■ **Excerpted passage**:
116 3rd St SE
Cedar Rapids, Iowa 52401
Home / Arts & Entertainment / Things To Do
Exhibit marks 25 years since Berlin Wall’s destruction
Alison Gowans
Nov. 2, 2014 5:53 pm
IOWA CITY - November 9 will mark 25 years since the fall of the Berlin Wall, and that means most current students at the University of Iowa weren't born until after that seminal moment in history.
That's part of what inspired Shalla Ashworth, associate director of the UI's Old Capitol Museum, to create an exhibit looking back at the history of East Germany.
'The students that are here ... it's not part of their generation,” she said. 'We want to expose them to what a communist existence was like.”
The exhibit, 'A Tear in the Iron Curtain: 25 Years Since the Fall of the Wall,” is on display now through Dec. 31 in the museum's Hanson Humanities Gallery.
It includes photographs and personal items from Iowans with East Berlin connections, including military gear and even East German toilet paper made from recycled newsprint.
'They had to use their resources so carefully they had quite amazing recycling systems in place before Americans were even thinking about it,” said Cindy Opitz, collections manager for the UI's Museum of Natural History.
She spent two years studying in East Berlin in the late 1980s, where she fell in love with an East German man she ended up marrying.
She and her husband, Torsten Opitz, will join a panel of speakers for a Nov. 6 event related to the exhibit.
The event, 'The Fall in the Wall: A Celebration of Freedom,” will feature stories from six people with personal connections to East Germany.

■ **Supplied material**:
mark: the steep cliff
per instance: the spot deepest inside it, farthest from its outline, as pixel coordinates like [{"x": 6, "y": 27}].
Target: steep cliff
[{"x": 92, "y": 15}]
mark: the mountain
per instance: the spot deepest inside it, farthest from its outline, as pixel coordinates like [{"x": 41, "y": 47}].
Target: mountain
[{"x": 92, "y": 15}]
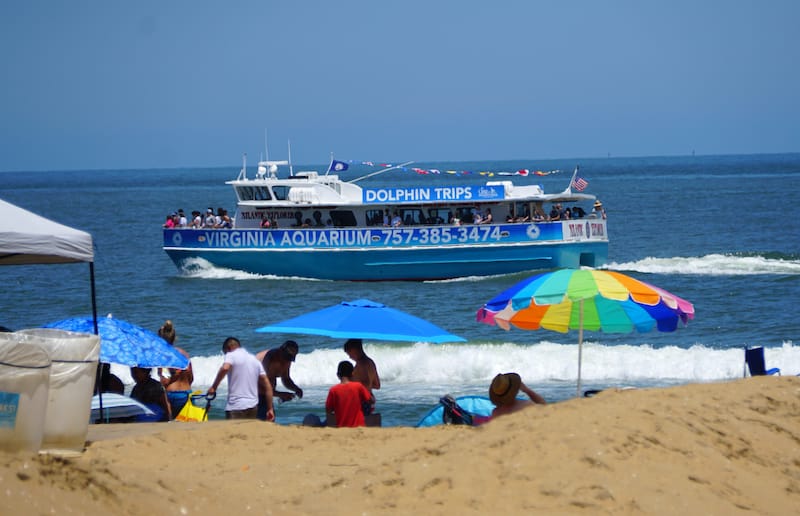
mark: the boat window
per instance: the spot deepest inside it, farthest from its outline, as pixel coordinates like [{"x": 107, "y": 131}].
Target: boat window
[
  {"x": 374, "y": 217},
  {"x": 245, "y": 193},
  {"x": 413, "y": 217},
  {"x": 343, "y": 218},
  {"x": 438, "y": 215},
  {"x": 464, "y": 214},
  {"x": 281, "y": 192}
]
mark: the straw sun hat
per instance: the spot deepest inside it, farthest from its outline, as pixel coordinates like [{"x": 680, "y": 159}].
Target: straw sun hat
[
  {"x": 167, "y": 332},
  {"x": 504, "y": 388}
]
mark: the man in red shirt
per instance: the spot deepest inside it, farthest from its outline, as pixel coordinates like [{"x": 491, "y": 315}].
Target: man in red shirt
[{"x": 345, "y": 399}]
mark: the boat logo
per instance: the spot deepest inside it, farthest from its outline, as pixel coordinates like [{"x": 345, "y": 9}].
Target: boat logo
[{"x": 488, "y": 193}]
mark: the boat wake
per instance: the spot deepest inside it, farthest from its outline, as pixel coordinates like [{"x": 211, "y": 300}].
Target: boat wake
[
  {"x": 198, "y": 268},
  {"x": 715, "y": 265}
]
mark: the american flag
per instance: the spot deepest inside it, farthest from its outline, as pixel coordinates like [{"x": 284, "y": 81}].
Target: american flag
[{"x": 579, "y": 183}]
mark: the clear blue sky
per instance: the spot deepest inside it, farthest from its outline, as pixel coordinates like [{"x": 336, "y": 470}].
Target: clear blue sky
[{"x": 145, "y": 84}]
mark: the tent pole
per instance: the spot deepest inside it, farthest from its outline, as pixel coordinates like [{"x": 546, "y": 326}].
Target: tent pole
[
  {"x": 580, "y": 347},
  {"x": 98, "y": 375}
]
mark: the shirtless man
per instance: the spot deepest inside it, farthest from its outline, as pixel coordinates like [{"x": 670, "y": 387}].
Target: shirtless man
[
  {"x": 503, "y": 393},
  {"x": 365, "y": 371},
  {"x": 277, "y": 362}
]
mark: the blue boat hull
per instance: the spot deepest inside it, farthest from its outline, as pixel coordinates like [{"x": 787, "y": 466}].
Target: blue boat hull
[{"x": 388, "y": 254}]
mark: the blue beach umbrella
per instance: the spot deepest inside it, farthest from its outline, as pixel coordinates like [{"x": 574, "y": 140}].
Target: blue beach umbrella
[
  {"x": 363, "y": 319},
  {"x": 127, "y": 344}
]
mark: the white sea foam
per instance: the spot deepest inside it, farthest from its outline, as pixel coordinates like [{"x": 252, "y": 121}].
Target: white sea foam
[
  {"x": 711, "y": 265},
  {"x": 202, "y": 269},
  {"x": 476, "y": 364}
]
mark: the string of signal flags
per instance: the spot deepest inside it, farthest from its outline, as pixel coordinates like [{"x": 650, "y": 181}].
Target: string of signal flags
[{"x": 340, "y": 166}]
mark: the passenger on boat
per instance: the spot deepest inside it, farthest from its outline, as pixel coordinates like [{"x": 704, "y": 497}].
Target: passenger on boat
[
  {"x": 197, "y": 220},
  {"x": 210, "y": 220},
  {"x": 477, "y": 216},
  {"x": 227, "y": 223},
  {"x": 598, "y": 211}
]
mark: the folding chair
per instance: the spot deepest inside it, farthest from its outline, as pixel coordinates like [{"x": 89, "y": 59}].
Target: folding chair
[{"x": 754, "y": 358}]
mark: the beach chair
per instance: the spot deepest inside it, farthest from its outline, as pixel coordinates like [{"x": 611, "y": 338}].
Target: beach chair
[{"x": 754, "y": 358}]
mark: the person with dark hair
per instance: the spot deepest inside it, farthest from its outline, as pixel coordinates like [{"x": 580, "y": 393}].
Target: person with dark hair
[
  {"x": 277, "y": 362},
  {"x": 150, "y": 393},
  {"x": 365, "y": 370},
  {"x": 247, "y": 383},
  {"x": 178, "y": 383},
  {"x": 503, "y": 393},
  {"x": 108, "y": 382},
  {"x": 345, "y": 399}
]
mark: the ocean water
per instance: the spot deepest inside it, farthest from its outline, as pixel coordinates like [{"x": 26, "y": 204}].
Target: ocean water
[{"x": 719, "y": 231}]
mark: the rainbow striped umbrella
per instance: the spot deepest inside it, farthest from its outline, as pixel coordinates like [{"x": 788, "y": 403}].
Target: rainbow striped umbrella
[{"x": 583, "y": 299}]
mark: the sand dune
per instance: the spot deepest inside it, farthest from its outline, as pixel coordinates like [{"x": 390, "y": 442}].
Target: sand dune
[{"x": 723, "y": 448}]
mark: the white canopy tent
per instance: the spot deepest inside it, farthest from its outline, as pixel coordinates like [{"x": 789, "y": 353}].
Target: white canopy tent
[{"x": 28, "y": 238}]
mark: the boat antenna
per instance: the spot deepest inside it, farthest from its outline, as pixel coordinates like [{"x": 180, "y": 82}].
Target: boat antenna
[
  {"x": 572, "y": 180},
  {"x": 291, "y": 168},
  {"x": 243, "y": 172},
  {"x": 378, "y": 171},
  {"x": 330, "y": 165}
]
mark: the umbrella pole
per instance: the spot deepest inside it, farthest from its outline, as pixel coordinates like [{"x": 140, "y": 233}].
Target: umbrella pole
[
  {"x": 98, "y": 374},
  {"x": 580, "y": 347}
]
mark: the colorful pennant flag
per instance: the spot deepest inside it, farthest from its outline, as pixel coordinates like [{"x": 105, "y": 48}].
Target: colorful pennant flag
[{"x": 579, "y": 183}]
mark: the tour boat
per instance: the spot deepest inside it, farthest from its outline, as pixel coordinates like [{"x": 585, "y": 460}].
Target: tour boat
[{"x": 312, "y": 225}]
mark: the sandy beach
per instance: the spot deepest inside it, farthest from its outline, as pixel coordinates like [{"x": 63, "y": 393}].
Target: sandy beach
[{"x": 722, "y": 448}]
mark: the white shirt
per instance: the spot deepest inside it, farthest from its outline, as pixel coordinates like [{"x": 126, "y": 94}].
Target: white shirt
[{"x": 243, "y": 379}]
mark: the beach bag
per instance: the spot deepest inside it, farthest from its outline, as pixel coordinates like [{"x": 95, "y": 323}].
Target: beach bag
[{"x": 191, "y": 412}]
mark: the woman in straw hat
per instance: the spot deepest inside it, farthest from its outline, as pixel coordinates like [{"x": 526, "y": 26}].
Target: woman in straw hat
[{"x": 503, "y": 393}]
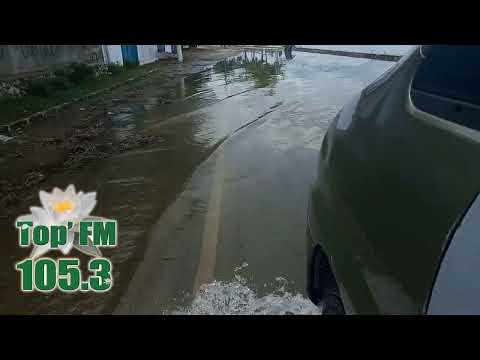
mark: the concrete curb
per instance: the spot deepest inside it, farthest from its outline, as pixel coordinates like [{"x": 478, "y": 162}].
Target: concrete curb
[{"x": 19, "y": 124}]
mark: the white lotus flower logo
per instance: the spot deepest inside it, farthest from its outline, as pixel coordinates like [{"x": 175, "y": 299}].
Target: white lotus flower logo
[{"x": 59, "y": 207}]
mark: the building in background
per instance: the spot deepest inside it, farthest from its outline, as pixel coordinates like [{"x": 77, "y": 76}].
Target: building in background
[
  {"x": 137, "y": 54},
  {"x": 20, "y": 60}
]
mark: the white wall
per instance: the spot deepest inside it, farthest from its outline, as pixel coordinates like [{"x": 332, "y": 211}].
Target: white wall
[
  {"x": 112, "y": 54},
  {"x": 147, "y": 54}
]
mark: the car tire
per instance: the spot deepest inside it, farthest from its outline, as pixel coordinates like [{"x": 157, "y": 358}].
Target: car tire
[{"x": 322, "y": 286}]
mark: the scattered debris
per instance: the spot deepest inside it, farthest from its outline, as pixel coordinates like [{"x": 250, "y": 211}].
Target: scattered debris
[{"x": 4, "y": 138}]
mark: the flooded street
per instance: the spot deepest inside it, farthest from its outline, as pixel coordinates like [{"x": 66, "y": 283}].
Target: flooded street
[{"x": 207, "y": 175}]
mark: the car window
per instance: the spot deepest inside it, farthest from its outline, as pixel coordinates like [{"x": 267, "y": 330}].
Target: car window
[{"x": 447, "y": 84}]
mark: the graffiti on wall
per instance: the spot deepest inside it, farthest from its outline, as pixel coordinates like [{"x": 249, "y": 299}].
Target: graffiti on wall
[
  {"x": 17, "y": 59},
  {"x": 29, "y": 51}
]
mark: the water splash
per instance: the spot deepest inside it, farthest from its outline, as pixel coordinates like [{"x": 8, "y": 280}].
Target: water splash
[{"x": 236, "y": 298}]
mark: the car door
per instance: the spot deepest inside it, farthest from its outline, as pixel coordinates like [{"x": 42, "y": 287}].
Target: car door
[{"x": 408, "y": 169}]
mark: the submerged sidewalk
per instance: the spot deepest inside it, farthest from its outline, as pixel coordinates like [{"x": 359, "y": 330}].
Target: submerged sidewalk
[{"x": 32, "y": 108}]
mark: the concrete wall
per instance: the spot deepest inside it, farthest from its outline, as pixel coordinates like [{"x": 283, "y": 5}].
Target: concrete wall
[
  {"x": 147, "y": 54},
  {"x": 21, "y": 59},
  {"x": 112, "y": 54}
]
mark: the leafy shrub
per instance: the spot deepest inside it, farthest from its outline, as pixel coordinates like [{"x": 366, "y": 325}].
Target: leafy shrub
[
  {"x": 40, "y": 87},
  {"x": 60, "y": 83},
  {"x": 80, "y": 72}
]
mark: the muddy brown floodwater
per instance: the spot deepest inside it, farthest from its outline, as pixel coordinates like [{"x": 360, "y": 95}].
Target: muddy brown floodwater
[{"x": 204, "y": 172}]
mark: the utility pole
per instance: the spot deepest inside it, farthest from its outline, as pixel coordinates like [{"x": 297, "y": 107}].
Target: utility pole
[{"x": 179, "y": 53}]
--
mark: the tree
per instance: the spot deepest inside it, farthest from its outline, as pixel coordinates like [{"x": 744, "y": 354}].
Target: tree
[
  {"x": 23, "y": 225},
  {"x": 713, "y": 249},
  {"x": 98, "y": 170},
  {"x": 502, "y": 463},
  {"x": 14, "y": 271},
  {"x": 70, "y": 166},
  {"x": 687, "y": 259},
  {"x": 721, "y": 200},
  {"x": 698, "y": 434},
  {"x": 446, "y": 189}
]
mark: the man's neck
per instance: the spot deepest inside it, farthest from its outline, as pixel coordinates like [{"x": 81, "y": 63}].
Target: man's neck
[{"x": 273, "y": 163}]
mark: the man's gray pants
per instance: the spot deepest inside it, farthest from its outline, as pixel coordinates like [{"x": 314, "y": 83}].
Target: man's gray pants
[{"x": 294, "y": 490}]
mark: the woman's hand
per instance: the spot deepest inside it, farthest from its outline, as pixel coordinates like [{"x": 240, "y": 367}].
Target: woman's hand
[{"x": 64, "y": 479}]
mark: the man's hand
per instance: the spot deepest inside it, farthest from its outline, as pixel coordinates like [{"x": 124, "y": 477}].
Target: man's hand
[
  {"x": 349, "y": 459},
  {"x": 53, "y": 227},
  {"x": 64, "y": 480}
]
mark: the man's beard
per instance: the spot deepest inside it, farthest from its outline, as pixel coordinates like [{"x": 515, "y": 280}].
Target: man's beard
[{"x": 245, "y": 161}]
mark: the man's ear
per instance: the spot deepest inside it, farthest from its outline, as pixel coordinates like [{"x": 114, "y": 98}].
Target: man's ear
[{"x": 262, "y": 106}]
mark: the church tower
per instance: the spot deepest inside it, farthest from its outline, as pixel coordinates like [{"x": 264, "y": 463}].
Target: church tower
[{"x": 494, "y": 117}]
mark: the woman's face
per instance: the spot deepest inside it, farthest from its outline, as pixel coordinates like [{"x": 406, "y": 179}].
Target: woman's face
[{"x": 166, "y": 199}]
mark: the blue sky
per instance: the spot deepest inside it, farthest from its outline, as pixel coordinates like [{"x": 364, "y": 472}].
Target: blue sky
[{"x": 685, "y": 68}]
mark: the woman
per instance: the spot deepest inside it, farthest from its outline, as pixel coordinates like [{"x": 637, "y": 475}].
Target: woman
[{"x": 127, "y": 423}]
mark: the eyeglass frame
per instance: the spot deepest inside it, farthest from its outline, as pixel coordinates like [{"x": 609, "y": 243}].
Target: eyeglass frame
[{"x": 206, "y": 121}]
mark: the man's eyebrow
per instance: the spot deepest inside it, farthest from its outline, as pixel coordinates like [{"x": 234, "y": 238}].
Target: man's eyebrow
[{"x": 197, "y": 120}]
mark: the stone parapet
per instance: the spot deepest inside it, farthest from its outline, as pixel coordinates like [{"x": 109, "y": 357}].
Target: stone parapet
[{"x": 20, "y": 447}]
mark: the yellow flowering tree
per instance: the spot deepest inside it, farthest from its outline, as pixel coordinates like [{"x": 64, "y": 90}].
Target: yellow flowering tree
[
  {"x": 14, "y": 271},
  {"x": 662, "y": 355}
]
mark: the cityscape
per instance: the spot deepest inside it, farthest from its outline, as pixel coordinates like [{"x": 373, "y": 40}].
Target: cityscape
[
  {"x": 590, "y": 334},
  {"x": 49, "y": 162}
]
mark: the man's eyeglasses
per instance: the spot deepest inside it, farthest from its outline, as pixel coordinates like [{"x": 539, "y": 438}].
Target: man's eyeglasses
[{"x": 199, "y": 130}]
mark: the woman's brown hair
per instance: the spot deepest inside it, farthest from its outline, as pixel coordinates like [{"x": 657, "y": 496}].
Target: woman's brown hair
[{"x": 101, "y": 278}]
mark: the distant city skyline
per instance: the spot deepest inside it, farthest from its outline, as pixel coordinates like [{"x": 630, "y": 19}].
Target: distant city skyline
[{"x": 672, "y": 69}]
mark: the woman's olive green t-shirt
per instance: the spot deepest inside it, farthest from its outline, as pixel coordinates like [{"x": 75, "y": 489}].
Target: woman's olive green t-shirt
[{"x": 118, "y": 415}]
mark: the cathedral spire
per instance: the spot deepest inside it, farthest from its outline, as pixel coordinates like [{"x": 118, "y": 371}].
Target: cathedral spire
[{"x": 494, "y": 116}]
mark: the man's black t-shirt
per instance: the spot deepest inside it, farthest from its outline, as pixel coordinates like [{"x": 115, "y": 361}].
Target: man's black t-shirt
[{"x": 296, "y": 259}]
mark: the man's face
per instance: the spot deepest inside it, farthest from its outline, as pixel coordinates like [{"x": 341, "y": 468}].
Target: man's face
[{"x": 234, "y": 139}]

■ **Set tasks**:
1 > Which people does the Berlin Wall exhibit article name after its byline? Give each one's role as the article states it.
2 > According to the Berlin Wall exhibit article, what led Shalla Ashworth to create the exhibit on East German history?
3 > Can you pick up the article about the Berlin Wall exhibit after its last sentence and keep writing it?

■ **Expected outputs**:
1 >
- Shalla Ashworth: associate director of the UI's Old Capitol Museum, who created the exhibit
- Cindy Opitz: collections manager for the UI's Museum of Natural History, who studied in East Berlin in the late 1980s
- Torsten Opitz: Cindy Opitz's husband, an East German man who will join the Nov. 6 panel of speakers

2 > Most current University of Iowa students were not born until after the fall of the Berlin Wall, so it is not part of their generation. Ashworth wanted to show them what a communist existence was like.

3 >
Visitors also will have a chance to interact with the exhibit. Starting at the Nov. 6 event, people will be able to add their own graffiti to a wall replica, to emulate the graffiti that covered the Berlin Wall before it fell.
'The graffiti was only on the western part of the wall,” Ashworth said. 'It was about expressing freedom, creativity.”
Cindy Opitz said she hopes people appreciate that for all the ways Western and Eastern life were different during the Cold Wars, in many ways life was the same. As a student in East Germany, she went to class and parties and went out with friends the same way she did in the United States.
'It's difficult now to even fathom how divided the world was into us versus them, east versus west,” Cindy Opitz said. 'It was a very strange time, looking back at how pervasive that division was.”
IF YOU GO
What: The Fall of the Wall: A Celebration of Freedom
When: 6 p.m. to 8 p.m. Thursday (Nov. 6)
Where: Old Capitol Museum, 21 Old Capitol, the University of Iowa
Cost: Free
'A Tear in the Iron Curtain: 25 Years since the Fall of the Wall' explores the impact of the Berlin Wall on German individuals and the world as a whole (photo courtesy University of Iowa Pentacrest Museums).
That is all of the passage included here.